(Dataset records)

——————————

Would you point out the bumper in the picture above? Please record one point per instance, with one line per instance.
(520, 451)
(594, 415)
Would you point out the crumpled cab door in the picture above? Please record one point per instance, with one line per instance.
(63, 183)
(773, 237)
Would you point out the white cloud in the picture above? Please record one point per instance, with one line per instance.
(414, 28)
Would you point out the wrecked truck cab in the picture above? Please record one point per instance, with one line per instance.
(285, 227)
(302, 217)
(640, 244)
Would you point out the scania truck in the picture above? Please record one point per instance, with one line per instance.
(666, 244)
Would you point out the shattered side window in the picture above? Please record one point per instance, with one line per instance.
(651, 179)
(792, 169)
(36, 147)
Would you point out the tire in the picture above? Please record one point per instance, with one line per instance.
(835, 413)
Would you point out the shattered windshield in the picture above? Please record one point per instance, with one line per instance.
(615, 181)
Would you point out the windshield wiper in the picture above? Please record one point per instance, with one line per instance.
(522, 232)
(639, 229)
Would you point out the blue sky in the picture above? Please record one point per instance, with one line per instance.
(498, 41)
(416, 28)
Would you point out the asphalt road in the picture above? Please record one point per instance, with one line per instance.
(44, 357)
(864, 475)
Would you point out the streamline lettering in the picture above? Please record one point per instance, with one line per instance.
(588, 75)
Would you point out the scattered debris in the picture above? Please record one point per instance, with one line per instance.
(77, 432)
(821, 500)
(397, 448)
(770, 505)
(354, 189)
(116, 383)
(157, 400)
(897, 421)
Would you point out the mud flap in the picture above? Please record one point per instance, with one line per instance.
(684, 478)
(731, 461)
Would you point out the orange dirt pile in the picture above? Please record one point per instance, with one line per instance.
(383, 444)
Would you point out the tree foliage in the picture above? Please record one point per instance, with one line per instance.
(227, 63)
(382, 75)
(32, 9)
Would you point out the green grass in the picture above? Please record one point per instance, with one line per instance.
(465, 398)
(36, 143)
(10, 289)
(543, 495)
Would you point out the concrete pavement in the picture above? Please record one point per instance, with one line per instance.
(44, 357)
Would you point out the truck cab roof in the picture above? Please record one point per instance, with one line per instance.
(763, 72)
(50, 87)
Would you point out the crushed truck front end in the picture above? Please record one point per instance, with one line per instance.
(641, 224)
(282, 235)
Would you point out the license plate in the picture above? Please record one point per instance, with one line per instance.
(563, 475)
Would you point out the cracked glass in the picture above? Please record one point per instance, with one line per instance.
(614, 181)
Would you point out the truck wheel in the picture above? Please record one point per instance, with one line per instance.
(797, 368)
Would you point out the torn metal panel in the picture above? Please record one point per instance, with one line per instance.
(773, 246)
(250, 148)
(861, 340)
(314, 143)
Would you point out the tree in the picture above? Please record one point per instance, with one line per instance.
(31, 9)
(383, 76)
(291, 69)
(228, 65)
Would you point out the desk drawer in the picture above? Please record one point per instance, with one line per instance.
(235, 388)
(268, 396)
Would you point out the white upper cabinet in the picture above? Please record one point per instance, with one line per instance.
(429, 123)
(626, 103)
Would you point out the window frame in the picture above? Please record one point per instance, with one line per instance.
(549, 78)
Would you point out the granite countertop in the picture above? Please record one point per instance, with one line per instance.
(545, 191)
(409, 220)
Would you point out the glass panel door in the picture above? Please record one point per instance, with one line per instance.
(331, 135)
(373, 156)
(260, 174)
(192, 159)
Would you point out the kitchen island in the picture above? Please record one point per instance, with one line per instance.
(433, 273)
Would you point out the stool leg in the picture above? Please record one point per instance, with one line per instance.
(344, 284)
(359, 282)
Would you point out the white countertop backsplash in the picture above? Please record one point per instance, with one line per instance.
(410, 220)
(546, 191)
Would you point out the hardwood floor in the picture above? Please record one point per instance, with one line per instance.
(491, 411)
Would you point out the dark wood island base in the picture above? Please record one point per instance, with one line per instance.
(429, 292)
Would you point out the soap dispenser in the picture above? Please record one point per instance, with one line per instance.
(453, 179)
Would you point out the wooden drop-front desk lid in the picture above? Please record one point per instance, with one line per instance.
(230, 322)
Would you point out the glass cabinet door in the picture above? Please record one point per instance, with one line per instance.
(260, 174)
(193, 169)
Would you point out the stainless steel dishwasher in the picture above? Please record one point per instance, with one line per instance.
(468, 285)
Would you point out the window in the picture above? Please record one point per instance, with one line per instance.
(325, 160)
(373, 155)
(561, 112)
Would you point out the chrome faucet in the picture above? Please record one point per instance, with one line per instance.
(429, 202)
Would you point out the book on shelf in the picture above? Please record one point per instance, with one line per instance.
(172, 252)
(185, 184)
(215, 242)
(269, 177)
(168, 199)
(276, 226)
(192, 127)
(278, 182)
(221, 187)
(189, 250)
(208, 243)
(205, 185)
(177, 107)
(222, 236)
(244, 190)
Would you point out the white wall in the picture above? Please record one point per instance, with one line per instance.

——————————

> **Instructions to follow**
From the line holding "Would you point out the hardwood" to the last line of the records, quote each line exactly and add nothing.

> **The response**
Would you point out the hardwood floor in the picture above? Please record one point per instance, with one line per instance.
(491, 411)
Would you point out the dark wood island base in the picture above? Please record one point per instance, with one line per instance.
(429, 292)
Would you point out the soap dispenser in the picture above? Please record one point per instance, with one line per instance.
(453, 179)
Would you point out the wooden drop-front desk lid in the picture above? Please record one point per instance, with one line per instance.
(230, 322)
Would you point out the glass cabinet door in the picture above? Please record one point per instance, with one line per instance.
(260, 174)
(193, 169)
Would you point out the stainless steel dishwasher in the picture above? Please record one point per instance, with one line per instance.
(468, 285)
Would you point out the window in the picture above? Please record one point per instance, with one line per instance.
(325, 160)
(373, 155)
(561, 112)
Would you point out the chrome faucet in the picture above? Please record one point per instance, with one line per instance.
(429, 202)
Would you point out the book on shelf in the picture above? Please record one point per instance, with one line per instance.
(172, 252)
(185, 184)
(215, 242)
(269, 177)
(168, 199)
(276, 226)
(192, 127)
(278, 182)
(221, 187)
(189, 250)
(208, 243)
(205, 185)
(177, 107)
(222, 236)
(244, 190)
Would you point out the white wall in the picture above? Please record one point per instance, with one line per instance.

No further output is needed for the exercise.